◆ TASK DESCRIPTION ◆
Copy all the entries word for word, but omit the pictures.

BEGIN RECORDS FOR PROCESSING

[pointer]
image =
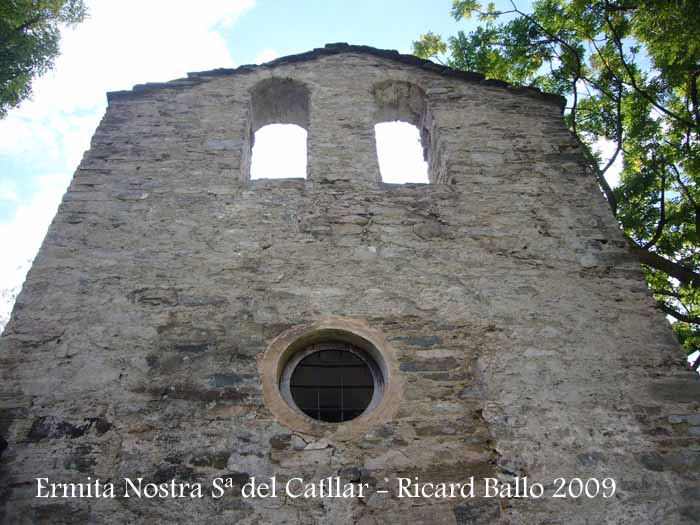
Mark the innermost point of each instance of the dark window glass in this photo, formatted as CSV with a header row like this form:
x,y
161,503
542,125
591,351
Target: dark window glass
x,y
332,385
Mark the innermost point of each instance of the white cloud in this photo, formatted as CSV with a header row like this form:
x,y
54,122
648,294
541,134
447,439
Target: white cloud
x,y
400,153
606,148
24,234
8,191
120,44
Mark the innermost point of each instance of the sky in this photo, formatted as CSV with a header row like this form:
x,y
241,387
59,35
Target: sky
x,y
136,41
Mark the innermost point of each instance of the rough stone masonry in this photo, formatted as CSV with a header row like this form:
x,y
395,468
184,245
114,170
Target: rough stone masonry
x,y
525,340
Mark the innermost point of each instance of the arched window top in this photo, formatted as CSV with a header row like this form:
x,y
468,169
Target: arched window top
x,y
399,100
401,131
280,101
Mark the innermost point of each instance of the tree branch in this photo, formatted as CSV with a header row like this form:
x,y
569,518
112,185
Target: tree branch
x,y
662,211
682,273
691,319
633,81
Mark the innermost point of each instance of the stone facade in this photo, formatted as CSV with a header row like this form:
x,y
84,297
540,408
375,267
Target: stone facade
x,y
525,339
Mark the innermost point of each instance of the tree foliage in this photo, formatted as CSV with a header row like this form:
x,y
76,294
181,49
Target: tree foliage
x,y
630,70
29,43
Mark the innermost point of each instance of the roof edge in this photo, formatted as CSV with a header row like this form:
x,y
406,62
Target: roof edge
x,y
196,78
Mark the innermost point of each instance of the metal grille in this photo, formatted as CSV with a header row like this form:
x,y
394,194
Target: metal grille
x,y
332,385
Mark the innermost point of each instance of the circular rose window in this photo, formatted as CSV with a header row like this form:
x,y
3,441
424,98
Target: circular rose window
x,y
336,376
332,381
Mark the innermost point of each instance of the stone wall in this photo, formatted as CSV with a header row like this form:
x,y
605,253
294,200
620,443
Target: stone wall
x,y
526,341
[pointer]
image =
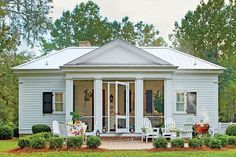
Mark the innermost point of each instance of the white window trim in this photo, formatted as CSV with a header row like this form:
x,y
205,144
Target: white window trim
x,y
54,102
185,102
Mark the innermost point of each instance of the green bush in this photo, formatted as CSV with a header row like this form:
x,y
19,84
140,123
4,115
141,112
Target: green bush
x,y
40,128
45,135
232,140
223,138
24,142
215,143
195,143
206,141
177,143
15,132
38,143
231,130
56,142
93,142
6,132
160,143
75,142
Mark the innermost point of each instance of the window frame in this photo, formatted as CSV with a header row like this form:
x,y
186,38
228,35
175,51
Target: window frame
x,y
185,101
54,102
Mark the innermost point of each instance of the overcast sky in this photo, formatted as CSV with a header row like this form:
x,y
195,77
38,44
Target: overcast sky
x,y
161,13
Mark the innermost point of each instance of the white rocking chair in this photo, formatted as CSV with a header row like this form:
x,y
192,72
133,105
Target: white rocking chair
x,y
169,124
148,131
64,131
187,131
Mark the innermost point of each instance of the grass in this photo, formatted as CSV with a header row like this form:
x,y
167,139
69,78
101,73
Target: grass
x,y
11,144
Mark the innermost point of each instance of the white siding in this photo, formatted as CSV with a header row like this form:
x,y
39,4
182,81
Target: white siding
x,y
30,100
206,87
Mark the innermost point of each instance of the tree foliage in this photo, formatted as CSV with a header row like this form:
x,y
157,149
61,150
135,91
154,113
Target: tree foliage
x,y
209,32
18,19
27,17
86,23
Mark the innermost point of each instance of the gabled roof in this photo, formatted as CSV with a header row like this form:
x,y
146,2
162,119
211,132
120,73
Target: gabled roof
x,y
157,56
117,52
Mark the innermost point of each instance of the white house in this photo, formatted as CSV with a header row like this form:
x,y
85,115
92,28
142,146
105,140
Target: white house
x,y
114,86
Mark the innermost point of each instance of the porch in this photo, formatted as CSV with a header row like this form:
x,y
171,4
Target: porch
x,y
116,107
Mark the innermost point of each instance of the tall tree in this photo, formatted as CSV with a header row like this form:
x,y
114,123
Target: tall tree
x,y
19,19
86,23
27,17
209,32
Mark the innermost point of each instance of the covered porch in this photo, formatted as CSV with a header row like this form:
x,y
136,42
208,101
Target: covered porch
x,y
117,106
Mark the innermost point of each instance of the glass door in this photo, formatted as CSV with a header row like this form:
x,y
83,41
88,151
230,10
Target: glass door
x,y
122,106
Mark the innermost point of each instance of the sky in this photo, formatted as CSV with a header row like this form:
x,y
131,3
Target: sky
x,y
161,13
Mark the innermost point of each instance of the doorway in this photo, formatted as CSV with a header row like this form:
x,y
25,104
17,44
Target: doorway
x,y
118,106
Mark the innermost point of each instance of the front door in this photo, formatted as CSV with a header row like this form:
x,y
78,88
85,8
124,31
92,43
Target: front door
x,y
122,106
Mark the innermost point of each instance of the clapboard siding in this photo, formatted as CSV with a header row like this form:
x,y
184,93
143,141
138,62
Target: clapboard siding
x,y
31,108
206,87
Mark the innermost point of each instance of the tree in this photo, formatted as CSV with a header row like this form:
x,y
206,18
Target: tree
x,y
86,23
27,17
17,20
209,32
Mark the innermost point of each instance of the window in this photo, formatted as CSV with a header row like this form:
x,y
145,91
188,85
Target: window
x,y
58,102
180,102
186,102
47,102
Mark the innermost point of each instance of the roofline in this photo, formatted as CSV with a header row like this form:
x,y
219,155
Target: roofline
x,y
117,66
51,54
186,54
125,43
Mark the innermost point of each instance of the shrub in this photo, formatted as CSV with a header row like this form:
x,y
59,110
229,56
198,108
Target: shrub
x,y
40,128
177,143
93,142
223,138
215,143
56,142
231,130
24,142
160,143
45,135
232,140
75,142
6,132
38,143
16,132
195,143
206,141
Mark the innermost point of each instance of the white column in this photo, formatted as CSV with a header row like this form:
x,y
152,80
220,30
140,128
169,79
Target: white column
x,y
168,98
21,95
69,99
138,105
98,105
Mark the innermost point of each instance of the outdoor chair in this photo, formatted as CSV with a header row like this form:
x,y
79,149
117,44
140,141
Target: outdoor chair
x,y
168,132
148,131
187,130
64,130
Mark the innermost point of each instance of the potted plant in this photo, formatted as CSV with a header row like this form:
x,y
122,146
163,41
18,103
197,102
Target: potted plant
x,y
75,117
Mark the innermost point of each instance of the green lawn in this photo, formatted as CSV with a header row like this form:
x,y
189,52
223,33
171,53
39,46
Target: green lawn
x,y
6,145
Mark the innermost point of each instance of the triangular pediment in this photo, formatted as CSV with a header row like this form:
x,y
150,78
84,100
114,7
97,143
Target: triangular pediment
x,y
118,52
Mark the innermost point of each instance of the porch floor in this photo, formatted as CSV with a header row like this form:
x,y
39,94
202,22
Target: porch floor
x,y
125,145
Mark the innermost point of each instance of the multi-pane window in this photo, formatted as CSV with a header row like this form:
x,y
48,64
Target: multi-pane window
x,y
58,107
186,102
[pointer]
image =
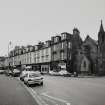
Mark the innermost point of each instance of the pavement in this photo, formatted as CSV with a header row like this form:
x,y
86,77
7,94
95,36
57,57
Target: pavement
x,y
12,92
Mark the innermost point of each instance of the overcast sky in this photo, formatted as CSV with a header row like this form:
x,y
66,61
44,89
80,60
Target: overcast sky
x,y
26,22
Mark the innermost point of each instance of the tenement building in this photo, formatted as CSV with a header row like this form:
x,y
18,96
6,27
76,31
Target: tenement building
x,y
62,52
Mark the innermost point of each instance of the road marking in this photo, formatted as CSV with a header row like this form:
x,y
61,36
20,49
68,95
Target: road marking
x,y
54,98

END RECORDS FOR PROCESSING

◆ OUTPUT OF THE TASK ◆
[pointer]
image =
Mark the innermost point of each instance of the dark window glass in this photo, formatted as CSV with a header row like this form:
x,y
161,503
542,125
591,351
Target: dark window glass
x,y
332,385
Mark the innermost point of each instance of the white cloud in this photo, formatted as CSV with a header row like this form:
x,y
54,122
648,294
541,134
447,439
Target: white cloud
x,y
400,153
606,148
24,234
8,191
120,44
Mark the innermost point of each instance of the sky in this photo, formatted as CSV with a header row like this form:
x,y
241,387
59,35
Target: sky
x,y
136,41
Mark the innermost point of each instance of the rough stone masonry in this photo, formatted as CSV with a header row like this form:
x,y
395,468
184,245
114,170
Target: rough stone masonry
x,y
525,340
Mark the innermost point of each instance of the arched window top in this photo, formatted as CSV with a header row like this form:
x,y
468,169
Target: arched window top
x,y
399,100
401,131
280,101
Mark the innermost point of each instance of the tree branch in this photo, formatted as CSV with a header row like this form:
x,y
569,518
112,185
Target: tree branch
x,y
662,211
682,273
691,319
633,81
Mark the innermost point of each instance of the stone facade in this photo, formatted as CSV with a header row like this form:
x,y
84,297
540,408
375,267
Target: stone facade
x,y
525,339
Mark the innermost point of each instance of the tree foliage in this photo, formatted as CSV with a header row like this form:
x,y
76,294
181,49
Target: tree foliage
x,y
630,70
29,43
Mark the innermost point of each instance of the roof edge in this photo, formatted as CSV with a header row like this form:
x,y
406,62
Target: roof edge
x,y
196,78
Mark the innermost point of each instance of the metal grille in this photo, formatted as CSV with a header row like this form:
x,y
394,194
Target: metal grille
x,y
332,385
Mark the innermost point of each instance of the circular rose window in this photo, formatted as CSV with a header row like this form:
x,y
3,441
424,98
Target: circular rose window
x,y
336,376
332,381
Mark the innermost point of each instance of the stone wall in this photo, formatted as CSV with a header row like this form:
x,y
605,253
294,200
620,443
Target: stone wall
x,y
526,341
[pointer]
image =
Mark the innermost point of each instance of the white window trim in this photo, formatted as CSV with a header row like this form:
x,y
205,144
Target: white window trim
x,y
54,102
185,102
Mark the innermost point of each instance of the green bush in this photo, formatted as CSV with a header row like this form:
x,y
19,84
140,123
4,115
141,112
Target: green bush
x,y
40,128
45,135
232,140
223,138
24,142
215,143
195,143
206,141
177,143
15,132
38,143
231,130
56,142
93,142
6,132
160,143
75,142
Mark the innermost point of each instance of the window frame in this photo, formatted as CSV with a header row like this form:
x,y
186,38
228,35
175,51
Target: window frame
x,y
185,101
54,102
Mark the innermost point of each instance of the overcast sky in this photo, formatted as CSV with a header row like this form:
x,y
195,77
38,44
Target: overcast sky
x,y
161,13
Mark the innermost point of each instance of the white rocking chair in this photo, formatted as CSV with a header row like this form:
x,y
192,72
133,105
Target: white rocking chair
x,y
169,124
148,131
64,131
187,131
Mark the innermost point of each instance of the grass in this photo, formatted as CSV with a header row like this form:
x,y
167,139
69,78
101,73
Target: grass
x,y
11,144
Mark the innermost point of each instance of the white siding in this photo, formatted as CSV with a header row like this form:
x,y
39,4
182,81
Target: white siding
x,y
30,100
206,87
Mark the innermost point of each instance of the tree foliage in this photo, formatted as CSV with a header row like this form:
x,y
157,149
61,150
135,91
154,113
Target: tree foliage
x,y
209,32
18,19
27,17
86,23
Mark the innermost point of each instance of the gabled roof in this photo, formatted as CSV with a header row like this form:
x,y
146,2
162,119
211,132
120,73
Target: gabled roof
x,y
157,56
117,52
Mark the innermost point of each instance of the white house in this photo, formatted as CSV with a header row like this form:
x,y
85,115
92,28
142,146
105,140
Target: white house
x,y
114,86
Mark the innermost point of each instance of the porch in this photo, formatted as CSV with a header row like this form:
x,y
171,4
Target: porch
x,y
116,107
Mark the innermost point of each instance of the tall tree in this photo, formatted as CSV with a header row like this form:
x,y
114,123
Target: tall tree
x,y
19,19
86,23
27,17
209,32
Mark the innermost point of each instance of the covered porch in this photo, formatted as CSV with a header row like this form:
x,y
136,42
208,101
Target: covered porch
x,y
117,106
Mark the innermost point of each instance of the glass door in this photo, formatted as CSV with a header row like this form:
x,y
83,41
88,151
230,10
Target: glass door
x,y
122,106
Mark the innermost point of each instance of the sky in this photo, formatted as CSV with a header row like this form:
x,y
131,3
Target: sky
x,y
161,13
Mark the innermost point of each instance of the doorway in this photo, formatted as CSV with a header row like this form:
x,y
25,104
17,44
Target: doorway
x,y
118,106
Mark the innermost point of each instance of the front door in this photo, formatted as CSV with a header row like this form:
x,y
78,88
85,8
124,31
92,43
Target: front door
x,y
122,106
Mark the innermost point of each instance of the clapboard siding in this photo, formatted as CSV with a header row like this form:
x,y
184,93
143,141
138,62
Target: clapboard siding
x,y
31,108
206,87
Mark the innermost point of each instance of the tree in this photo, formatted as CSV with a header row like this form:
x,y
206,18
Target: tree
x,y
86,23
27,17
17,20
209,32
Mark the innermost point of each instance of the window in this photo, formatted as CSV with a header row like this form:
x,y
145,91
188,85
Target: window
x,y
58,102
180,102
186,102
47,102
Mark the innermost point of each instance of the roofline in this photo, formatted as CSV with a header row like this form:
x,y
219,155
Target: roofline
x,y
117,66
51,54
186,54
125,43
Mark the innermost point of each instance of the shrub in this photo, formatted as CSV with a header row like this form:
x,y
59,110
229,56
198,108
Target: shrub
x,y
40,128
177,143
93,142
223,138
215,143
56,142
231,130
24,142
160,143
45,135
232,140
75,142
6,132
38,143
16,132
195,143
206,141
Mark the innermost point of each instance of the white column in this photo, formatted as CSV with a header row like this form:
x,y
152,80
220,30
140,128
169,79
Target: white column
x,y
168,98
21,95
69,99
138,105
98,105
Mark the innermost point of each instance of the outdoor chair in this photo, formatted as CSV with a header row like this form:
x,y
79,149
117,44
140,141
Target: outdoor chair
x,y
168,132
148,131
187,130
64,130
Mark the innermost point of each instance of the potted plant in this photo, formatted as CSV with a header row like this form:
x,y
122,146
163,41
18,103
197,102
Target: potted plant
x,y
75,117
Mark the innermost point of each instance of the green lawn in this photo, formatted as CSV with a header row like this form:
x,y
189,52
223,33
171,53
39,46
Target: green lawn
x,y
6,145
Mark the innermost point of each instance of the triangular pediment in this photo, formatted as CSV with a header row like this form:
x,y
150,78
84,100
114,7
97,143
Target: triangular pediment
x,y
118,52
Mark the innermost point of each instance of the porch floor in this photo, formatted as CSV with a header row like this form:
x,y
39,94
202,22
Target: porch floor
x,y
125,145
Mark the innermost point of each instance of the multi-pane window in this photo, formatted as CSV with a header row like this form:
x,y
48,64
Target: multi-pane window
x,y
58,107
186,102
[pointer]
image =
Mark the innermost point of each instance of the pavement in this photo, formatted as CSV with a header row like this form:
x,y
86,77
7,94
95,36
57,57
Target: pavement
x,y
12,92
Mark the innermost point of each instance of the overcast sky in this photo, formatted as CSV with a header row like this form:
x,y
66,61
44,89
80,60
Target: overcast sky
x,y
26,22
Mark the innermost point of each instance of the tenement building in this photo, formatted as CSV with a header row like this form:
x,y
18,96
6,27
76,31
Target: tenement building
x,y
62,52
Mark the innermost point of each instance of the road marking in this photo, formatted as CSV with a header row like this form:
x,y
61,36
20,49
68,95
Target: road marking
x,y
54,98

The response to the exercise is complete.